Open 137591 opened 4 months ago
Thanks for the question! The wasm
is composed of various parts, including the kernel of the model (in WGSL), and runtime support (C++ code compiled into WASM).
The kernel is implemented in MLC-LLM and compiled to WGSL: https://llm.mlc.ai/docs/deploy/webllm.html#bring-your-own-model-library
Runtime support from MLC-LLM: https://github.com/mlc-ai/mlc-llm/blob/main/web/emcc/mlc_wasm_runtime.cc
Runtime support from TVM (one of the three files): https://github.com/apache/tvm/blob/main/web/emcc/wasm_runtime.cc
The kernel, the runtime support (compiled into .bc
) are then linked together to form the final .wasm
file: https://github.com/apache/tvm/blob/main/python/tvm/contrib/emcc.py
When I use the web-llm instance (path: /web-llm/examples/simple-chat), and observe the source file (@mlc-ai/web-llm/lib/index.js), I notice that there is a lot of interaction with wasm files, which makes reading the source code somewhat difficult. I would be very grateful if you could inform me of the logical content of all the wasm files! Additionally, I have observed that there seems to be room for optimization in the implementation of model files (for example: "model_lib_url": modelLibURLPrefix + modelVersion + "/Llama-3-8B-Instruct-q4f32_1-ctx1k_cs1k-webgpu.wasm"). May I inquire if I should optimize through modifying the TVM compilation process?

◆ ◆ ◆ ◆

▸ **Task**
Copy everything from "Open 137591 opened" down to "compiled into WASM)." in the thread on the web-llm wasm files, and replace each "kernel" with "compute kernel".

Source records

◆ ◆ ◆ ◆

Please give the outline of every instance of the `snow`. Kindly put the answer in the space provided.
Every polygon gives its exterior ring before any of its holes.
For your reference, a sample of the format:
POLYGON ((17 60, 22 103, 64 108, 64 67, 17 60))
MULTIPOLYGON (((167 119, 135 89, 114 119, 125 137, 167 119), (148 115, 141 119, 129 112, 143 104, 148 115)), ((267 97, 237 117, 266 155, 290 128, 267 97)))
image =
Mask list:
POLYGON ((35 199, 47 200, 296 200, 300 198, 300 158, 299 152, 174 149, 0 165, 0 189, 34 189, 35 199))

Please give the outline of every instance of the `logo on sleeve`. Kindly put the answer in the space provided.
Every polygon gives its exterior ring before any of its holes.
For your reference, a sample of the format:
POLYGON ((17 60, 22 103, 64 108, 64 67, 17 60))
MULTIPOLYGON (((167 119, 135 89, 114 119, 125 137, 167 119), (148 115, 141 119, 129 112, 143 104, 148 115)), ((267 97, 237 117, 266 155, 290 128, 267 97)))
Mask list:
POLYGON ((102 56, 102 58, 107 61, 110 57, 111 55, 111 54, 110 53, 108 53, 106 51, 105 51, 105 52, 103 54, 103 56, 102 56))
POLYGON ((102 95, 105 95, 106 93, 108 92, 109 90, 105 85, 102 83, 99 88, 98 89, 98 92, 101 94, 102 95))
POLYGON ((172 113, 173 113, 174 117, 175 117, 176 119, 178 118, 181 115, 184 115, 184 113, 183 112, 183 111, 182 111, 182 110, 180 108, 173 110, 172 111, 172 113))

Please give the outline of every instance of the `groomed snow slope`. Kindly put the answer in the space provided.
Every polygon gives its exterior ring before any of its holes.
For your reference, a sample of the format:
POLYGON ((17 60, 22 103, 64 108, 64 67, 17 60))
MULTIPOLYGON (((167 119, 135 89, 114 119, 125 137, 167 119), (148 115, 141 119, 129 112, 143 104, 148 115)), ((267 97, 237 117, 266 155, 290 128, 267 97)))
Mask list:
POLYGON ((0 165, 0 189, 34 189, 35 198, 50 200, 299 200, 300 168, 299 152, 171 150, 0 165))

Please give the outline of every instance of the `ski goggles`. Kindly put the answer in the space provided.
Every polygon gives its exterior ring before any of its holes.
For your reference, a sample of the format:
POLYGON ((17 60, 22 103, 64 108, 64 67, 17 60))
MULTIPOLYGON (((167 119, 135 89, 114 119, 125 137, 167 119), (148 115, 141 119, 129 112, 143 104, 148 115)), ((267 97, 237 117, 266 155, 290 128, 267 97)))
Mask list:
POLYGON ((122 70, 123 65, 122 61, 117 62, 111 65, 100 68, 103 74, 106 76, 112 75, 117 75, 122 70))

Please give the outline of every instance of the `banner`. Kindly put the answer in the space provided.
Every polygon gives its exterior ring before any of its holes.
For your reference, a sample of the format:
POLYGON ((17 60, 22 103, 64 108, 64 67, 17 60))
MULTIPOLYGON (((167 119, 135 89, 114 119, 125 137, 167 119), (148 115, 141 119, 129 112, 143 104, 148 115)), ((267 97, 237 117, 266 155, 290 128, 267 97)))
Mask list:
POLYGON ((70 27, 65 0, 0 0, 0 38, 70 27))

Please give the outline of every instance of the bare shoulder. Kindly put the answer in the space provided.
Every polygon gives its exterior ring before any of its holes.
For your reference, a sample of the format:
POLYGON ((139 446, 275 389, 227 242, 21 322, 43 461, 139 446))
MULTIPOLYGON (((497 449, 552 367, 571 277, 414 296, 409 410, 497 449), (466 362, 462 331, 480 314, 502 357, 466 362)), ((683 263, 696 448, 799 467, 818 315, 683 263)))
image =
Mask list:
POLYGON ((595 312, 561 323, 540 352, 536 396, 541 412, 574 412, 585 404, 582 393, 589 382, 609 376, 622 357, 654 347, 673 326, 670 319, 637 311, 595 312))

◆ ◆ ◆ ◆

▸ **Reply to the task**
Open 137591 opened 4 months ago
Thanks for the question! The wasm
is composed of various parts, including the compute kernel of the model (in WGSL), and runtime support (C++ code compiled into WASM).